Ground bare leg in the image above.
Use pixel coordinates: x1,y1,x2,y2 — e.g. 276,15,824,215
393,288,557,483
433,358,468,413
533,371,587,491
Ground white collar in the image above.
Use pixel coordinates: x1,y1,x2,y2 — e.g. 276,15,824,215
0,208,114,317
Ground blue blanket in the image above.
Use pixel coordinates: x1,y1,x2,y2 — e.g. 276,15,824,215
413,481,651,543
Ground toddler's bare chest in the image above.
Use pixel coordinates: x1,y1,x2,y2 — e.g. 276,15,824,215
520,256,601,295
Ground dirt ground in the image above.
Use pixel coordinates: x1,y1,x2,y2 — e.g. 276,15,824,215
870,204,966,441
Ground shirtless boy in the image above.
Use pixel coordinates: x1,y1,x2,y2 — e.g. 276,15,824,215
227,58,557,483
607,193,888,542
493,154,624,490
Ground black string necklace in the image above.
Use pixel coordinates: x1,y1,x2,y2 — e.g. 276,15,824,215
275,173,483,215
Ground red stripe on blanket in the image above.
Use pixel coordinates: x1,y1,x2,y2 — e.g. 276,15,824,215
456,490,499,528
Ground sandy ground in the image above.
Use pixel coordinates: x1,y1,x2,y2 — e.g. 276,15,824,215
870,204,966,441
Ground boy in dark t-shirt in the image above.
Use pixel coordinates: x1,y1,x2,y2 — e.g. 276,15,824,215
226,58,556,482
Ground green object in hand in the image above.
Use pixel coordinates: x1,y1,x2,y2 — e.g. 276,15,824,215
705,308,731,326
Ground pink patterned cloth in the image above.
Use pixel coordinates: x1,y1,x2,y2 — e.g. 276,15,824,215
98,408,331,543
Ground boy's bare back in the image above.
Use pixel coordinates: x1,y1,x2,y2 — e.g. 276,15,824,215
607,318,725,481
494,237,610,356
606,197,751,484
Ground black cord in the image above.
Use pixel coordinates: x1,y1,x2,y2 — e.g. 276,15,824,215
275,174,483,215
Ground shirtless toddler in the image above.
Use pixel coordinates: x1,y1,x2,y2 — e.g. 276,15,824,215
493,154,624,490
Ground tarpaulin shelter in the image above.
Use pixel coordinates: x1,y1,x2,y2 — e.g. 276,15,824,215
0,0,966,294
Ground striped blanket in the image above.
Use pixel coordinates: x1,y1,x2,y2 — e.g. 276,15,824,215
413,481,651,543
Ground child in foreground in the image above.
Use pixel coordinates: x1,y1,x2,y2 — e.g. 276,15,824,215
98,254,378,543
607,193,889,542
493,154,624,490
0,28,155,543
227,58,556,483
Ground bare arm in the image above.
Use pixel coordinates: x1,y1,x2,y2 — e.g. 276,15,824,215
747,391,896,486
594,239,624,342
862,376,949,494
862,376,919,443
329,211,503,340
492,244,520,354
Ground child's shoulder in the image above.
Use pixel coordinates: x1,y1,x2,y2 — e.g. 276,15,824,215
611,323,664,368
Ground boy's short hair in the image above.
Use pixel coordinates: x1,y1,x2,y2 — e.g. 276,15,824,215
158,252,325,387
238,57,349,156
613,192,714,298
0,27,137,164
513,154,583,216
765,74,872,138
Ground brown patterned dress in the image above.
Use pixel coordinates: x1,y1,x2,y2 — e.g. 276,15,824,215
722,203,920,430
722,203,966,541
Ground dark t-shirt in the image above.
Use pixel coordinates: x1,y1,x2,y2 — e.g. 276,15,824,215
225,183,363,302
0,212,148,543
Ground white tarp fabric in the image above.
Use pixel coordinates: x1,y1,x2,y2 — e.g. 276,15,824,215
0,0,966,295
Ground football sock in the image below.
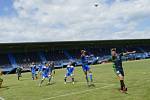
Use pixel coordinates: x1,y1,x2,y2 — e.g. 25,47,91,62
120,80,125,90
89,73,93,82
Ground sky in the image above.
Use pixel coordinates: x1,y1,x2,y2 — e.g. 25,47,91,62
0,0,150,43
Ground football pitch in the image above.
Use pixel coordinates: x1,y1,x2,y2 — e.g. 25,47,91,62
0,60,150,100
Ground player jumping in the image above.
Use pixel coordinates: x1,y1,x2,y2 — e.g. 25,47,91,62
39,63,51,87
64,62,74,84
81,50,94,86
111,48,136,93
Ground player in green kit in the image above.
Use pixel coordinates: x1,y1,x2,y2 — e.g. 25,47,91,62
111,48,136,93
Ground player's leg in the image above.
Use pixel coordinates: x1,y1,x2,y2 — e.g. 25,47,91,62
17,73,20,80
0,78,3,88
35,73,38,80
82,65,89,83
71,74,74,84
39,76,45,87
87,66,93,82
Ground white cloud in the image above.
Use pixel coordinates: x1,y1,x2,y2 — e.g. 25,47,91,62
0,0,150,42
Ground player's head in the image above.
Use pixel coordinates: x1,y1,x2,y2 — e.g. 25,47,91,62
111,48,117,56
69,61,72,66
81,50,86,55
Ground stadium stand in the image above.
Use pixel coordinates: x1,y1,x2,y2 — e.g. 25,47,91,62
0,39,150,71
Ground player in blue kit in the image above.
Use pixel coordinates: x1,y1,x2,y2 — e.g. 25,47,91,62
64,62,74,84
39,63,51,87
81,50,94,86
38,63,43,77
30,62,37,80
111,48,136,93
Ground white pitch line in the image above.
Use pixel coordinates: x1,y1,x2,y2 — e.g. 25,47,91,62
41,84,114,100
0,97,5,100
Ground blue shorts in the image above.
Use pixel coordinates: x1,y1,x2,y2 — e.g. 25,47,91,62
82,64,90,72
32,73,37,77
115,68,124,76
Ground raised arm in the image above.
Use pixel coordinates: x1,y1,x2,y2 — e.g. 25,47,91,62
123,51,136,56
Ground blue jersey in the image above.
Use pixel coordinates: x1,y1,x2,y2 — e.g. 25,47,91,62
66,65,74,77
112,53,123,70
42,66,50,78
81,55,88,64
38,65,43,72
31,65,36,74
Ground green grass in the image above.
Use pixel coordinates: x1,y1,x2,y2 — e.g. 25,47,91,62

.....

Objective ▸ Copy out every one of the records above word for word, without the pictures.

Answer for the task ▸
Ground bare leg in the image above.
Use pixel coordinates: x1,y1,x2,y2 — e.g. 276,15,824,215
393,288,557,483
433,358,468,413
533,371,587,491
Ground white collar in the image above.
Use pixel coordinates: x1,y1,x2,y2 — e.g. 276,15,824,215
0,208,114,317
Ground blue blanket in the image above.
Use pixel coordinates: x1,y1,x2,y2 — e.g. 276,15,824,215
413,481,651,543
Ground toddler's bare chest in the image above.
Use pixel coordinates: x1,y1,x2,y2 — e.g. 276,15,824,215
520,256,601,295
Ground dirt ground in the image above.
Use pixel coordinates: x1,y1,x2,y2 — e.g. 276,15,824,215
870,204,966,441
Ground shirtless boy in the image above.
Use pixel coordinates: x1,y1,x2,y2 — e.g. 276,15,824,215
227,58,557,483
607,193,888,542
493,154,624,490
Ground black string necklace in the image above.
Use pixel coordinates: x1,y1,x2,y2 — e.g. 276,15,824,215
275,173,483,215
Ground red stripe on blanket in the image above.
Use pixel coordinates: x1,y1,x2,y2 — e.g. 276,15,824,215
456,490,499,528
Ground sandy ground in the image above.
Use pixel coordinates: x1,y1,x2,y2 — e.g. 276,15,824,215
870,204,966,441
Ground boy in dark t-shirt in the image above.
Use pixel coordinates: x1,y1,x2,y2 — e.g. 276,15,824,215
226,58,556,482
Ground green object in hand in the image above.
Use pixel coordinates: x1,y1,x2,y2 — e.g. 276,15,824,215
705,308,731,326
Ground pink patterned cloth in the image above.
Use pixel coordinates: x1,y1,x2,y2 — e.g. 276,15,824,215
98,408,331,543
Ground boy's bare back in the image above.
Use pixel coordinates: x1,y1,x2,y2 — e.g. 276,15,824,215
607,318,725,481
494,237,610,356
606,197,751,484
Ground black cord in the image above.
Use pixel coordinates: x1,y1,x2,y2 — e.g. 276,15,824,215
275,174,483,215
Ground shirtless toddler in the image above.
Use pixel coordinates: x1,y1,x2,y2 — e.g. 276,15,824,215
493,154,624,490
Ground tarpaulin shelter in the image above.
Use pixel coordinates: x1,y1,x2,y2 — e.g. 276,15,824,215
0,0,966,294
Ground striped blanket in the image above.
Use pixel coordinates: x1,y1,x2,y2 — e.g. 276,15,824,215
413,481,651,543
Ground child in foreground in the image above.
Use pixel coordinates: x1,y1,x2,y2 — e.g. 276,15,824,215
98,254,378,543
607,193,889,542
493,154,624,490
0,28,155,543
227,58,556,483
Ground bare arm in the image above.
Use pixel coordinates: x1,y1,x2,y2 — e.g. 276,15,824,215
747,391,896,486
594,239,624,342
862,376,949,494
862,376,919,443
329,211,503,340
492,244,520,354
Ground child's shoulder in the image above.
Use pixel coordinates: x1,y1,x2,y2 — e.g. 276,15,824,215
611,323,664,368
Ground boy's short hair in the image above.
Use pixel coordinates: x1,y1,x2,y2 — e.g. 276,15,824,215
158,252,325,387
238,57,349,156
613,192,714,298
0,27,137,164
513,154,583,216
765,74,872,138
Ground brown patterned dress in the image above.
Use pixel coordinates: x1,y1,x2,y2 — e.g. 276,15,824,215
722,203,920,430
722,203,966,541
Ground dark t-shirt in the image above.
Use pixel coordinates: x1,y1,x2,y2 — e.g. 276,15,824,215
225,183,363,302
0,212,148,543
Ground white tarp fabric in the image above.
Use pixel coordinates: x1,y1,x2,y2 — e.g. 276,15,824,215
0,0,966,295
Ground football sock in the image below.
Use pixel coordinates: x1,y1,x2,y2 — e.g. 25,47,91,62
120,80,125,90
89,73,93,82
Ground sky in the image above.
Use pixel coordinates: x1,y1,x2,y2 — e.g. 25,47,91,62
0,0,150,43
Ground football pitch in the image above.
Use pixel coordinates: x1,y1,x2,y2 — e.g. 25,47,91,62
0,60,150,100
Ground player jumping in the image above.
Use pixel coordinates: x1,y1,x2,y2 — e.g. 25,47,91,62
39,63,51,87
64,62,74,84
81,50,94,86
111,48,136,93
Ground player in green kit in the image above.
Use pixel coordinates: x1,y1,x2,y2 — e.g. 25,47,91,62
111,48,136,93
Ground player's leg in the image above.
Use pixel coordinates: x1,y1,x2,y2 — e.g. 25,47,91,62
17,73,20,80
0,78,3,88
35,73,38,80
82,65,89,83
71,74,74,84
39,76,45,87
87,66,93,82
Ground white cloud in the image above.
Use pixel coordinates: x1,y1,x2,y2 — e.g. 25,47,91,62
0,0,150,42
Ground player's head in the image above.
Use pixel coordinates: x1,y1,x2,y2 — e.g. 25,47,91,62
111,48,117,56
69,61,72,66
81,50,86,55
Ground stadium stand in the image above.
Use pixel coordinates: x1,y1,x2,y2 — e.g. 25,47,91,62
0,39,150,71
Ground player in blue kit in the image above.
Use pixel coordinates: x1,y1,x2,y2 — e.g. 25,47,91,62
64,62,74,84
39,63,51,87
81,50,94,86
38,63,43,77
30,62,37,80
111,48,136,93
Ground white pitch line in the image above.
Use pixel coordinates: x1,y1,x2,y2 — e.g. 25,47,91,62
41,84,114,100
0,97,5,100
Ground blue shorts in the image above.
Use pixel coordinates: x1,y1,x2,y2 — e.g. 25,47,91,62
82,64,90,72
32,73,37,77
115,68,124,76
Ground raised arm in the image above.
Use pixel coordinates: x1,y1,x2,y2 — e.g. 25,47,91,62
123,51,136,56
Ground blue jersey in the image above.
Use pixel coordinates: x1,y1,x2,y2 — e.g. 25,47,91,62
66,65,74,77
112,53,123,70
42,66,50,78
81,55,88,64
38,65,43,72
31,65,36,74
Ground green grass in the image above.
Use pixel coordinates: x1,y1,x2,y2 — e.g. 25,47,91,62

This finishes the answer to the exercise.